• [Selected extract]
Authors: J. Čumová 1,2;  L. Jedličková 3;  D. Potěšil 3,4;  O. Šedo 4;  K. Stejskal 3;  A. Potáčová 1;  Z. Zdráhal 3;  R. Hájek 1,5,6
Authors‘ workplace: Babákova myelomová skupina, Ústav patologické fyziologie, LF MU Brno 1;  Oddělení klinických laboratoří, Nemocnice Blansko 2;  Oddělení funkční genomiky a proteomiky, Ústav experimentální biologie, PřF MU Brno 3;  Výzkumná skupina Proteomika CF, Mendelovo centrum genomiky a proteomiky rostlin, Středoevropský technologický institut, MU Brno 4;  Laboratoř experimentální hematologie a buněčné imunoterapie, Oddělení klinické hematologie, FN Brno 5;  Interní hematoonkologická klinika, LF MU a FN Brno 6
Published in: Klin Onkol 2012; 25(1): 17-25
Category: Original Articles

Overview

Backgrounds:
Recently, the term biomarker has become, especially in connection with the term clinical proteomics, one of the most frequent terms in the field of biomedical research. The aim of this work was to select an appropriate pre-fractionation method of blood plasma prior to a subsequent proteomic analysis of low-abundant fraction of proteins by two dimensional gel electrophoresis (2-DE) and mass spectrometry to improve the resolution of 2-DE maps and protein identification.

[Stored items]
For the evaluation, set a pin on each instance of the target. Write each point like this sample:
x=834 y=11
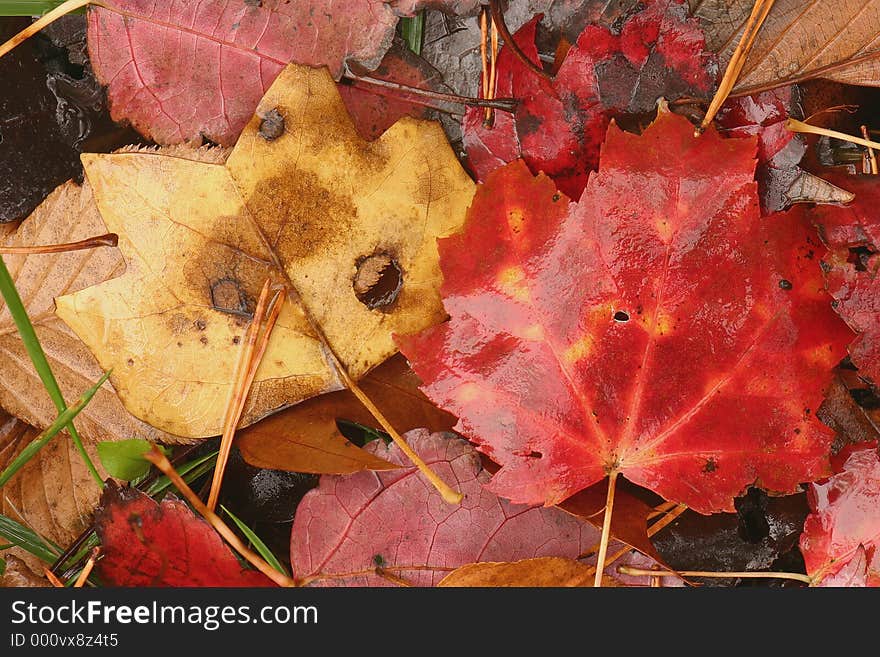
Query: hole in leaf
x=378 y=281
x=271 y=125
x=859 y=257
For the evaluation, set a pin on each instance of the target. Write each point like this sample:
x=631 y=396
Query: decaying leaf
x=145 y=543
x=305 y=437
x=852 y=266
x=19 y=575
x=54 y=493
x=844 y=526
x=672 y=336
x=369 y=528
x=68 y=214
x=559 y=125
x=218 y=57
x=302 y=199
x=800 y=40
x=543 y=571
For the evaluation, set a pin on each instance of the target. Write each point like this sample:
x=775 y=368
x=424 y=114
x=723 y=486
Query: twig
x=157 y=458
x=799 y=126
x=510 y=42
x=629 y=570
x=249 y=358
x=606 y=530
x=484 y=59
x=503 y=104
x=87 y=569
x=737 y=61
x=493 y=75
x=872 y=156
x=108 y=239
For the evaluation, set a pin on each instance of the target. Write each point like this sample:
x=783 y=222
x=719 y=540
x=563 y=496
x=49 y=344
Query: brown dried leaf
x=53 y=493
x=800 y=40
x=543 y=571
x=69 y=213
x=304 y=438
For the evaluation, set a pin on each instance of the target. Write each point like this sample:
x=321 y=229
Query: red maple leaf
x=659 y=329
x=559 y=125
x=842 y=534
x=369 y=528
x=779 y=149
x=852 y=267
x=145 y=543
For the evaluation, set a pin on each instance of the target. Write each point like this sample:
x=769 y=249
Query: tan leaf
x=801 y=39
x=19 y=575
x=543 y=571
x=302 y=199
x=304 y=438
x=53 y=493
x=68 y=214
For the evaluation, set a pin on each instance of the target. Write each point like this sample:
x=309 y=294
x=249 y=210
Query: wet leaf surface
x=369 y=528
x=306 y=437
x=842 y=533
x=852 y=267
x=312 y=214
x=581 y=338
x=559 y=125
x=145 y=543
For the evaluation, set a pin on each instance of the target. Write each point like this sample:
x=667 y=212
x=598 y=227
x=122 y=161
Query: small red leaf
x=559 y=125
x=852 y=266
x=659 y=328
x=145 y=543
x=842 y=535
x=351 y=528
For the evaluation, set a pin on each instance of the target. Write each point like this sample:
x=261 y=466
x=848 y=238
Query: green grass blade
x=28 y=7
x=257 y=542
x=412 y=30
x=38 y=358
x=27 y=539
x=64 y=419
x=189 y=471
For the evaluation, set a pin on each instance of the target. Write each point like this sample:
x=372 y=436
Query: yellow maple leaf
x=349 y=226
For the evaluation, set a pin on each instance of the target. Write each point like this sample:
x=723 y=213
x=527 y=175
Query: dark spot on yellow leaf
x=228 y=296
x=271 y=125
x=378 y=281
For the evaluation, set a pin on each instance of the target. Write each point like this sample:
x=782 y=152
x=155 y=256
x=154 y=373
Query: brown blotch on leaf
x=271 y=125
x=378 y=281
x=228 y=296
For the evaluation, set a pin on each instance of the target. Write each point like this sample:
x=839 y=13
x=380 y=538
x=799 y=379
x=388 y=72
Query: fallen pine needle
x=87 y=569
x=157 y=458
x=249 y=358
x=629 y=570
x=799 y=126
x=53 y=578
x=606 y=530
x=737 y=61
x=108 y=239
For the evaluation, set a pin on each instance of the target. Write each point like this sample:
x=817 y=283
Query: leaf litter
x=799 y=368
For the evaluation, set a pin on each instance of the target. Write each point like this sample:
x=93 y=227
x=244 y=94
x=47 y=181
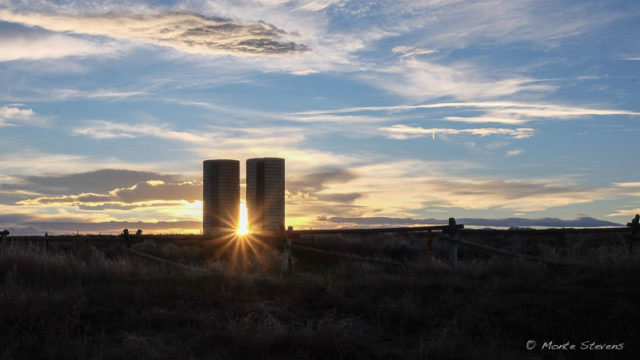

• [What the task asks]
In the article excerpt, which two methods are named for the proteomic analysis that follows the pre-fractionation of blood plasma? Rely only on the article excerpt when answering.

• [Answer]
Two-dimensional gel electrophoresis (2-DE) and mass spectrometry.